Le succès est tel que Novo Nordisk est passé de géant européen du secteur à véritable mastodonte économique. Sa valorisation boursière a atteint 409 milliards de dollars, soit plus que le PIB global du Danemark (400 milliards de dollars en 2022),souligne le Financial Times.
À lui seul, le succès de l’Ozempic a permis d’éviter au Danemark de tomber en récession. “Nous n’avions jamais connu une telle situation où une entreprise joue un rôle aussi important pour toute notre économie”, a reconnu Jens Naervig Pedersen, économiste à la Banque centrale du Danemark interrogé par le New York Times.
Une situation qui n’est pas sans rappeler la dépendance de la Finlande à Nokiapendant des années. La chute du fabricant de téléphone, dans les années 2000, avait été un coup dur pour l’économie du pays. “Certains économistes au Danemark mettent en garde contre le danger d’un scénario à la Nokia”, assure le New York Times.
Le risque d’une chute de la maison Novo Nordisk semble encore lointain. En août, le laboratoire danois est même brièvement passé devant le géant français du luxe LVMH pour devenir l’entreprise la plus riche d’Europe en Bourse.
Euphorie des investisseurs
Il faut dire que le produit phare de Novo Nordisk représente l’exemple type du bon produit au bon moment pour les marchés financiers. “Depuis la fin de la pandémie, il y a une tendance pour tout ce qui touche à une nutrition plus saine chez les investisseurs”, reconnaît Christopher Dembik.
Et les médicaments tels que l’Ozempik, le Wegovy et plus généralement les nouveaux remèdes pour lutter contre l’obésité ont “le potentiel d’avoir un impact économique important aux États-Unis où les personnes souffrant d’obésité sortent plus facilement du marché du travail”, note Christopher Dembik. Autrement dit, réduire ce fléau pourrait donner un coup de fouet à l’économie.
───
# Consigne:
Traduisez en anglais cette phrase de l'article sur Novo Nordisk : « À lui seul, le succès de l’Ozempic a permis d’éviter au Danemark de tomber en récession. »

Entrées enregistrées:
───
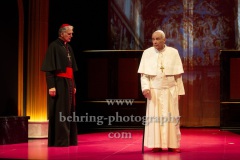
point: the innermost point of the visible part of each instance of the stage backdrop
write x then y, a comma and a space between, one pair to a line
199, 29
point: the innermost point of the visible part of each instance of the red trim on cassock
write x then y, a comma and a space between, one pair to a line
67, 74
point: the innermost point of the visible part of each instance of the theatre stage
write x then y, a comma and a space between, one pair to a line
196, 144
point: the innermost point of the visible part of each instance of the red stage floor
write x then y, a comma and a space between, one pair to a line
196, 144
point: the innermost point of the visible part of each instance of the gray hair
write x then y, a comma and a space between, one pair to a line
64, 29
162, 33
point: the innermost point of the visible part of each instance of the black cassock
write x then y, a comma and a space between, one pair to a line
62, 131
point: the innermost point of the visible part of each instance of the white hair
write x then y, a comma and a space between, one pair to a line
162, 33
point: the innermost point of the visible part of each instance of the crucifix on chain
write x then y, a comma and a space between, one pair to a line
69, 57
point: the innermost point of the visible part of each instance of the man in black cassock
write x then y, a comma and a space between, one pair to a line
59, 65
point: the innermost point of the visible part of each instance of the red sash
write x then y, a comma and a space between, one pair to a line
67, 74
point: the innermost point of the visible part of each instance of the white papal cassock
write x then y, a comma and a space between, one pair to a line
162, 128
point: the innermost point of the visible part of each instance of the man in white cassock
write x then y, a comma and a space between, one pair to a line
161, 82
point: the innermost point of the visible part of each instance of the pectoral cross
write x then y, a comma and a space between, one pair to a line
───
# Corrigé:
The success of Ozempic alone has kept Denmark from falling into a recession.